**WHAT THIS TASK INVOLVES:** To complete this task, print all the data below exactly but leave out the images.

### DATA TO USE

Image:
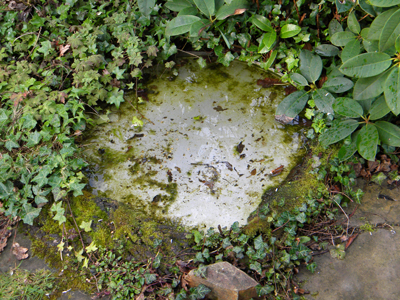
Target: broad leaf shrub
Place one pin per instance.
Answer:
(362, 87)
(58, 63)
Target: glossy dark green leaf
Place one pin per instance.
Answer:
(146, 6)
(198, 26)
(341, 38)
(366, 65)
(369, 9)
(262, 22)
(384, 3)
(352, 23)
(351, 50)
(178, 5)
(188, 11)
(299, 79)
(343, 6)
(390, 32)
(378, 24)
(323, 100)
(391, 89)
(293, 104)
(379, 109)
(270, 60)
(290, 30)
(267, 42)
(338, 84)
(371, 45)
(180, 25)
(349, 147)
(388, 133)
(230, 9)
(327, 50)
(207, 7)
(367, 142)
(310, 65)
(338, 131)
(347, 107)
(334, 27)
(371, 87)
(397, 44)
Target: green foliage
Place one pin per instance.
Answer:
(22, 284)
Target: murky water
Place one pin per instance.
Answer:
(205, 151)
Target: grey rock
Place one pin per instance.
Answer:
(226, 282)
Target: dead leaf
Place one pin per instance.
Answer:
(20, 252)
(64, 49)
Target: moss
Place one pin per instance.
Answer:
(300, 185)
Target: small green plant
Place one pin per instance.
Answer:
(22, 284)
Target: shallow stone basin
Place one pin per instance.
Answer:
(205, 152)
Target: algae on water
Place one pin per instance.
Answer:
(205, 151)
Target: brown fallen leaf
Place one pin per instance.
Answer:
(20, 252)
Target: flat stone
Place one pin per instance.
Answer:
(375, 208)
(370, 270)
(226, 282)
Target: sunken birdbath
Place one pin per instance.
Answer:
(204, 152)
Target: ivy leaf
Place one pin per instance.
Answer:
(86, 226)
(33, 139)
(207, 7)
(10, 144)
(180, 25)
(327, 50)
(41, 178)
(29, 122)
(146, 6)
(59, 210)
(91, 248)
(45, 48)
(290, 30)
(30, 213)
(323, 100)
(367, 142)
(293, 104)
(348, 107)
(352, 23)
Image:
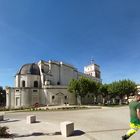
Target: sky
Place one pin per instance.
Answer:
(72, 31)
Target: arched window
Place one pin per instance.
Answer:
(23, 83)
(35, 83)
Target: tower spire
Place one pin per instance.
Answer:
(92, 61)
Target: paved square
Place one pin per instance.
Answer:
(90, 124)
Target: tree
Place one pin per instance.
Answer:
(80, 88)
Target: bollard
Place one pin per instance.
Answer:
(67, 128)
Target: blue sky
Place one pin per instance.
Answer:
(73, 31)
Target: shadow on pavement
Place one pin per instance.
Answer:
(8, 121)
(36, 134)
(78, 133)
(109, 130)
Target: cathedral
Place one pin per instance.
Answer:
(45, 83)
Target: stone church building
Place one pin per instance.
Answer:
(45, 83)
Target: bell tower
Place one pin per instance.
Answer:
(93, 70)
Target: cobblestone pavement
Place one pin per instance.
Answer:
(89, 124)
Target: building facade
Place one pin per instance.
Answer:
(44, 83)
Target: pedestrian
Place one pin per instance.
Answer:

######

**ANSWER TO THE PROBLEM:**
Image:
Target: broad leaf shrub
Place one pin per instance.
Answer:
(362, 87)
(58, 63)
Target: glossy dark green leaf
Place one pin per instance.
Answer:
(146, 6)
(198, 26)
(341, 38)
(366, 65)
(369, 9)
(262, 22)
(384, 3)
(352, 23)
(351, 50)
(178, 5)
(188, 11)
(299, 79)
(343, 6)
(390, 32)
(378, 24)
(323, 100)
(391, 89)
(293, 104)
(379, 109)
(270, 60)
(290, 30)
(267, 42)
(338, 84)
(371, 45)
(180, 25)
(349, 147)
(388, 133)
(230, 9)
(327, 50)
(207, 7)
(367, 142)
(310, 65)
(338, 131)
(347, 107)
(334, 27)
(371, 87)
(397, 44)
Target: green foliage
Place one pin per instance.
Answer:
(22, 284)
Target: murky water
Place one pin per instance.
Answer:
(205, 151)
Target: grey rock
Place one pin per instance.
Answer:
(226, 282)
Target: dead leaf
Place one pin per instance.
Answer:
(20, 252)
(64, 49)
Target: moss
Place one pin per instance.
Answer:
(300, 185)
Target: small green plant
Place one pin per instance.
Answer:
(22, 284)
Target: shallow stone basin
Place one pin per instance.
Answer:
(205, 152)
Target: algae on water
Place one pin per instance.
Answer:
(205, 151)
Target: brown fallen leaf
Place one pin per instance.
Answer:
(20, 252)
Target: flat stone
Place one pin per instance.
Answer:
(375, 208)
(370, 270)
(226, 282)
Target: sunken birdbath
Place one pin per instance.
Answer:
(204, 152)
Target: ivy leaf
Place one pin per instance.
Answer:
(86, 226)
(33, 139)
(207, 7)
(10, 144)
(180, 25)
(327, 50)
(41, 178)
(29, 122)
(146, 6)
(59, 210)
(91, 248)
(45, 48)
(290, 30)
(30, 213)
(323, 100)
(367, 142)
(293, 104)
(348, 107)
(352, 23)
Image:
Target: sky
Place one pin per instance.
Answer:
(72, 31)
Target: arched window
Place one pin per instance.
Answer:
(23, 83)
(35, 83)
Target: tower spire
Place one pin per instance.
Answer:
(92, 61)
Target: paved square
Place one pin per instance.
Answer:
(90, 124)
Target: tree
Place one pin per instance.
Answer:
(80, 88)
Target: bollard
Place one pin per instance.
Answer:
(67, 128)
Target: blue sky
Place one pin per instance.
Answer:
(73, 31)
Target: shadow on pavement
Place one pin per instance.
Answer:
(8, 121)
(36, 134)
(78, 133)
(109, 130)
Target: cathedral
Place one pin per instance.
Answer:
(45, 83)
Target: stone church building
Place one pin per instance.
Answer:
(45, 83)
Target: bell tower
Place one pin per instance.
Answer:
(93, 70)
Target: cobblestone pavement
Place one pin per instance.
Answer:
(89, 124)
Target: building facade
Place one pin per instance.
Answer:
(44, 83)
Target: pedestrian
Place one pin per instance.
Answer:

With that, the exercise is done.